DIRECTIONS: Exact transcription of the following records is needed, with every picture dropped.
[DATA EXCERPTS]
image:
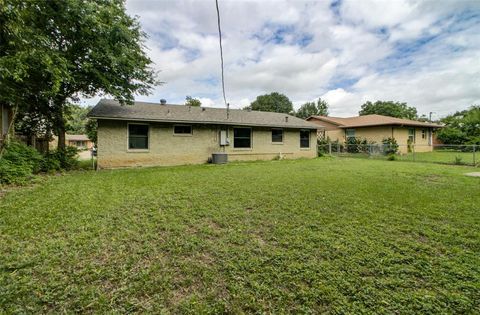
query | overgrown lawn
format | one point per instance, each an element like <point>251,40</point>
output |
<point>324,235</point>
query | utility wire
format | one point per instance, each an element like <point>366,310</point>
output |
<point>221,52</point>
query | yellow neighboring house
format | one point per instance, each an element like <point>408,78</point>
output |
<point>378,127</point>
<point>146,134</point>
<point>6,117</point>
<point>81,142</point>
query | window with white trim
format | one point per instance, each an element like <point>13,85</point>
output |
<point>411,135</point>
<point>137,137</point>
<point>304,138</point>
<point>242,137</point>
<point>182,130</point>
<point>350,133</point>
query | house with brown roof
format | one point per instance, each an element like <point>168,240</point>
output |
<point>147,134</point>
<point>376,128</point>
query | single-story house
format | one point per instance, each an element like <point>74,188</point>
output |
<point>146,134</point>
<point>6,117</point>
<point>376,128</point>
<point>81,142</point>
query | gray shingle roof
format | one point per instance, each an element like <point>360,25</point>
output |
<point>110,109</point>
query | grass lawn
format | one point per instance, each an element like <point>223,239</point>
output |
<point>332,235</point>
<point>448,157</point>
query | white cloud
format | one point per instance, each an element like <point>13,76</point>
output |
<point>424,53</point>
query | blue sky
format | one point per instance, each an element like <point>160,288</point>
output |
<point>425,53</point>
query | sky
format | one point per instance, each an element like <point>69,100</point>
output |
<point>424,53</point>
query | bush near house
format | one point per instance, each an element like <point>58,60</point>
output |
<point>20,163</point>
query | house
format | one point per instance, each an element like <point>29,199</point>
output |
<point>377,127</point>
<point>6,117</point>
<point>159,134</point>
<point>81,142</point>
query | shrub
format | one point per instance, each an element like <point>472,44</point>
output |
<point>391,157</point>
<point>458,161</point>
<point>390,146</point>
<point>18,163</point>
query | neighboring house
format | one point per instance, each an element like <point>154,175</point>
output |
<point>158,134</point>
<point>80,142</point>
<point>6,117</point>
<point>378,127</point>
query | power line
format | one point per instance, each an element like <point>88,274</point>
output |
<point>221,52</point>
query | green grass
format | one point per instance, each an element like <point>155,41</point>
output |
<point>324,235</point>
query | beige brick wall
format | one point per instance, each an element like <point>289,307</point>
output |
<point>165,148</point>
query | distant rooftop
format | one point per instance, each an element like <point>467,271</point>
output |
<point>372,120</point>
<point>156,112</point>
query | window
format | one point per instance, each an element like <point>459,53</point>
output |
<point>277,135</point>
<point>137,137</point>
<point>4,121</point>
<point>304,138</point>
<point>242,137</point>
<point>350,133</point>
<point>411,135</point>
<point>182,130</point>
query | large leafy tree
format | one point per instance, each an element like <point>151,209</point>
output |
<point>463,127</point>
<point>87,47</point>
<point>273,102</point>
<point>30,72</point>
<point>318,108</point>
<point>389,108</point>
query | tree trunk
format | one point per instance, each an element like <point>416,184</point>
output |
<point>10,130</point>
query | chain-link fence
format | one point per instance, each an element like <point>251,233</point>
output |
<point>439,153</point>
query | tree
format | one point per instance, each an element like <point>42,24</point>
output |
<point>83,48</point>
<point>389,108</point>
<point>463,127</point>
<point>273,102</point>
<point>319,108</point>
<point>91,127</point>
<point>190,101</point>
<point>76,118</point>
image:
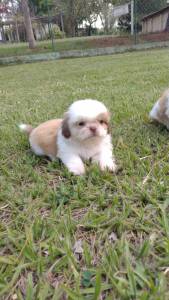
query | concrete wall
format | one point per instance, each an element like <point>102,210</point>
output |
<point>155,23</point>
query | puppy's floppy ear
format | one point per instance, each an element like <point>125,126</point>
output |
<point>65,127</point>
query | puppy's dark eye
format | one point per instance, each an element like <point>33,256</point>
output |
<point>81,124</point>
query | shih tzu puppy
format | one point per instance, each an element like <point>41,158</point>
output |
<point>82,134</point>
<point>160,110</point>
[/DATA EXCERPTS]
RESULT OF THE EXERCISE:
image:
query | overgrown lawn
format | one point per instance, each an element like <point>251,40</point>
output |
<point>324,235</point>
query | utility wire
format | one point per instance, each an element like <point>366,310</point>
output |
<point>221,52</point>
query | yellow neighboring house
format | one point per instance, each an element like <point>408,78</point>
output |
<point>378,127</point>
<point>146,134</point>
<point>6,117</point>
<point>81,142</point>
query | window with white trim
format | one point per instance, each an element like <point>13,85</point>
output |
<point>411,135</point>
<point>137,137</point>
<point>304,138</point>
<point>242,137</point>
<point>182,130</point>
<point>350,133</point>
query | house with brown roof
format | one point per instance, each an element like <point>168,240</point>
output |
<point>147,134</point>
<point>376,128</point>
query | single-story house
format | one point per instance, each an element like <point>74,188</point>
output |
<point>146,134</point>
<point>6,117</point>
<point>376,128</point>
<point>81,142</point>
query | gray shingle roof
format | one point per instance, each an element like <point>360,25</point>
output |
<point>110,109</point>
query | grass lawn
format | one point per instance, each an element like <point>223,239</point>
output |
<point>332,235</point>
<point>448,157</point>
query | white cloud
format | one point per instance, each an element like <point>13,76</point>
output |
<point>424,53</point>
query | blue sky
format | one point per instance, each an element like <point>160,288</point>
output |
<point>425,53</point>
query | sky
format | one point per instance, each an element like <point>69,100</point>
output |
<point>424,53</point>
query | bush near house
format | one point per instance, each an element like <point>58,60</point>
output |
<point>20,163</point>
query | house
format | one point per instance, each an element like <point>29,199</point>
output |
<point>377,127</point>
<point>6,117</point>
<point>159,134</point>
<point>81,142</point>
query | shrub
format | one point per instance, each an element like <point>472,44</point>
output |
<point>391,157</point>
<point>458,161</point>
<point>390,146</point>
<point>18,163</point>
query | neighboring house
format | one point per instance, each an element like <point>154,175</point>
output |
<point>158,134</point>
<point>80,142</point>
<point>6,117</point>
<point>378,127</point>
query | power line
format | one point per instance, each an element like <point>88,274</point>
output |
<point>221,52</point>
query | green grass
format | one point per instance, each an element like <point>155,41</point>
output |
<point>324,235</point>
query | beige brick wall
format | one point per instance, each an element like <point>289,307</point>
output |
<point>165,148</point>
query | distant rooftop
format | one point per instance, each an element like <point>467,271</point>
output |
<point>372,120</point>
<point>156,112</point>
query | window
format | one point per instance, each an element like <point>459,53</point>
output |
<point>277,135</point>
<point>137,137</point>
<point>4,121</point>
<point>304,138</point>
<point>242,137</point>
<point>350,133</point>
<point>411,135</point>
<point>182,130</point>
query | large leafy tree
format | one point per instance, each an element like <point>151,209</point>
output |
<point>463,127</point>
<point>87,47</point>
<point>273,102</point>
<point>30,72</point>
<point>318,108</point>
<point>389,108</point>
query | tree trunk
format | one point per instance, each an element like <point>416,184</point>
output |
<point>10,130</point>
query | chain-link fence
format | one point per instance, each an element like <point>251,233</point>
output |
<point>439,153</point>
query | tree
format | one point per instance, each an element like <point>42,24</point>
output |
<point>83,48</point>
<point>389,108</point>
<point>463,127</point>
<point>273,102</point>
<point>319,108</point>
<point>91,127</point>
<point>190,101</point>
<point>76,118</point>
image:
query | concrete wall
format | one point per instance, each an element like <point>102,210</point>
output |
<point>155,23</point>
query | puppy's floppy ear
format | one point per instance, each an element like <point>125,126</point>
output |
<point>65,127</point>
query | puppy's dark eye
format | one point per instance, each an element like <point>33,256</point>
output |
<point>81,124</point>
query | shih tzu puppy
format | one point per instance, each an element like <point>41,158</point>
output |
<point>82,134</point>
<point>160,110</point>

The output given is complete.